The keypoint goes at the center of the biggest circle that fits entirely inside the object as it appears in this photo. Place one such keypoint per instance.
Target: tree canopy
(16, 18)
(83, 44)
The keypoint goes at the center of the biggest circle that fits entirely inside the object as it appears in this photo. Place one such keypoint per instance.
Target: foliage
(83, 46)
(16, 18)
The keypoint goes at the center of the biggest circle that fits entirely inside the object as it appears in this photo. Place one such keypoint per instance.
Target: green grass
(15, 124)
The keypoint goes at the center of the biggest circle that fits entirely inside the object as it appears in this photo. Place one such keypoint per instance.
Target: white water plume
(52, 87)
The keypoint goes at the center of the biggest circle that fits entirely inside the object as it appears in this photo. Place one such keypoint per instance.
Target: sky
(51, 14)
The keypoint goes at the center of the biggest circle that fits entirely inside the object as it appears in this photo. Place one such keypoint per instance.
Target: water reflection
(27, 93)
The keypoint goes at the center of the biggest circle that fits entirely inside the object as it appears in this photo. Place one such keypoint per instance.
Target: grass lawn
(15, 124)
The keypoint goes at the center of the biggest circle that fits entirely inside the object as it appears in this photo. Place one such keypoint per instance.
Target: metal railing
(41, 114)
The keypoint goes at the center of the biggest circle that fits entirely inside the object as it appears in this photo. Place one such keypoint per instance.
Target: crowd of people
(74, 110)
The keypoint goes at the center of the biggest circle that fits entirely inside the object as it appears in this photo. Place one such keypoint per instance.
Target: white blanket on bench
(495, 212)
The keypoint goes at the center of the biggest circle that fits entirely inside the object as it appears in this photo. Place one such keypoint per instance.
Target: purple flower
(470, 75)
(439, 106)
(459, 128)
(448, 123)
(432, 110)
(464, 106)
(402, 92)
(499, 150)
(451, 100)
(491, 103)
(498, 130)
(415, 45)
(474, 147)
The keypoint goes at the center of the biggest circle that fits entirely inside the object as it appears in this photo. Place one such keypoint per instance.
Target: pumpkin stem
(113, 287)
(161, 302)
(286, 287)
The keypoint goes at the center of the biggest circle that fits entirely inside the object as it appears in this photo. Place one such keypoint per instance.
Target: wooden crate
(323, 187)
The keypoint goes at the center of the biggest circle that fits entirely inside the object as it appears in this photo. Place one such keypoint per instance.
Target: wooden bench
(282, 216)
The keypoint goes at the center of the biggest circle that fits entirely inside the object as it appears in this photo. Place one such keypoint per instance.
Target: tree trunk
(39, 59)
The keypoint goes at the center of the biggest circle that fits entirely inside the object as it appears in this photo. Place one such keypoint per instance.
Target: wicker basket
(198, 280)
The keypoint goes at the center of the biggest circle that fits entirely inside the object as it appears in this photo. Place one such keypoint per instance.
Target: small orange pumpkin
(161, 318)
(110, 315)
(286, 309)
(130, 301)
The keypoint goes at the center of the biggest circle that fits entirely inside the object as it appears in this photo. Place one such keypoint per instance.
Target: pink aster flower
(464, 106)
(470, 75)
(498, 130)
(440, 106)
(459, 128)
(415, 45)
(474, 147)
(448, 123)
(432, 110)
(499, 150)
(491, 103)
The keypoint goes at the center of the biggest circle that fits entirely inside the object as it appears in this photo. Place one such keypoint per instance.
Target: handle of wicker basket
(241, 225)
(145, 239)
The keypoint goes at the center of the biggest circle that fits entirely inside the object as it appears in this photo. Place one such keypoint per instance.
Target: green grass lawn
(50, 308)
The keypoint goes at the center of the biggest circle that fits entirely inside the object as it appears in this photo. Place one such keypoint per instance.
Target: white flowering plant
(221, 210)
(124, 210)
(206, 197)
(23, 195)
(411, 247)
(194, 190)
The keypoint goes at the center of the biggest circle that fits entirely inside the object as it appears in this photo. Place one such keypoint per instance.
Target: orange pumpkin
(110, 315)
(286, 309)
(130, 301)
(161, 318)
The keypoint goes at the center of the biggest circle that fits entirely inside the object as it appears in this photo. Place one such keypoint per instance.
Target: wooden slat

TASK STATEMENT: List every line of the data above that contains the word "orange", copying each line in full. Case counts.

IN RESPONSE:
Target: small orange pumpkin
Target: orange pumpkin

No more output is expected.